### Extracted information
----

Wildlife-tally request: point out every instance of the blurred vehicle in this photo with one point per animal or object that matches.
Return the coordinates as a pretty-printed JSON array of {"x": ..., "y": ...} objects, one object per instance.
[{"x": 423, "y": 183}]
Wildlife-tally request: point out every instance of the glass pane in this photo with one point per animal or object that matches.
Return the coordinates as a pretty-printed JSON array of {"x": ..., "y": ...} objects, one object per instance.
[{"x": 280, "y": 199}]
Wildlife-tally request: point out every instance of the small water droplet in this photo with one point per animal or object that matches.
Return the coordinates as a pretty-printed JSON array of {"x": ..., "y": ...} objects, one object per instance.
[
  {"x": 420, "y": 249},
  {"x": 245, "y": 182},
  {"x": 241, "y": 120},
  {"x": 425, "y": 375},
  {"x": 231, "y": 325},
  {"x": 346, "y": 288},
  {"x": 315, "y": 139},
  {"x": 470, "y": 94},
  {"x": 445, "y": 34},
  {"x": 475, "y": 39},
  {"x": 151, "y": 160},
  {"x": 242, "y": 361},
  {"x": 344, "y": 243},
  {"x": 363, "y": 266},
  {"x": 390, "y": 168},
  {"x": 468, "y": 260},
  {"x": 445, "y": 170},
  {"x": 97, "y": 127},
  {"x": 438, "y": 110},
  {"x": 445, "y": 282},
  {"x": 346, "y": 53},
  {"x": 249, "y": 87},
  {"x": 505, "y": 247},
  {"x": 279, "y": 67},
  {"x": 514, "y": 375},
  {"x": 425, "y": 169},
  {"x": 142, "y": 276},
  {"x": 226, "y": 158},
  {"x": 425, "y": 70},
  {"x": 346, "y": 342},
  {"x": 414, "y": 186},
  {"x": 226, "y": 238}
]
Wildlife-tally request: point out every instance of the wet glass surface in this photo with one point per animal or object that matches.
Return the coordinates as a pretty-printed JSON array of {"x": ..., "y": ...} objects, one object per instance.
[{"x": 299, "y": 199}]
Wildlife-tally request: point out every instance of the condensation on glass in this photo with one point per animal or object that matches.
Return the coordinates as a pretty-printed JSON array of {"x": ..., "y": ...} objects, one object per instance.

----

### Exercise goal
Rewrite the material above with every "point out" changed to "mark", leaving everything else as it is.

### Answer to the problem
Wildlife-tally request: mark every instance of the blurred vehicle in this photo with one point per animal or object that matches.
Return the coordinates as a pretty-printed JSON array of {"x": ..., "y": ...} objects, one object per instance.
[{"x": 423, "y": 183}]
Wildlife-tally request: mark every instance of the glass pane in this photo with one point per animal or object that matches.
Return the coordinates as a pretty-printed JSON array of {"x": ..., "y": ...} objects, one object per instance.
[{"x": 280, "y": 199}]
Wildlife-tally request: mark every instance of the small water droplet in this photo with one point per animal or object that matches.
Return the coordinates as a pretty-printed JSON array of {"x": ..., "y": ...} objects, one object per instance.
[
  {"x": 420, "y": 249},
  {"x": 245, "y": 182},
  {"x": 241, "y": 120},
  {"x": 425, "y": 375},
  {"x": 231, "y": 325},
  {"x": 346, "y": 288},
  {"x": 315, "y": 139},
  {"x": 470, "y": 94},
  {"x": 445, "y": 34},
  {"x": 475, "y": 39},
  {"x": 151, "y": 160},
  {"x": 242, "y": 361},
  {"x": 344, "y": 243},
  {"x": 363, "y": 266},
  {"x": 390, "y": 168},
  {"x": 468, "y": 260},
  {"x": 445, "y": 170},
  {"x": 97, "y": 127},
  {"x": 438, "y": 110},
  {"x": 445, "y": 282},
  {"x": 346, "y": 53},
  {"x": 249, "y": 87},
  {"x": 505, "y": 247},
  {"x": 279, "y": 67},
  {"x": 514, "y": 375},
  {"x": 425, "y": 169},
  {"x": 142, "y": 276},
  {"x": 226, "y": 158},
  {"x": 425, "y": 70},
  {"x": 346, "y": 342},
  {"x": 414, "y": 186},
  {"x": 226, "y": 238}
]
Wildlife-tally request: mark every instance of the wet glass surface in this photo with one point per animal or object that matches.
Return the coordinates as a pretty-printed JSON array of {"x": ..., "y": ...} objects, one object per instance.
[{"x": 299, "y": 199}]
Wildlife-tally request: mark every instance of the condensation on glass in this photo with one point per animal or object that matches.
Return the coordinates as a pretty-printed JSON array of {"x": ..., "y": ...} objects, one object per instance.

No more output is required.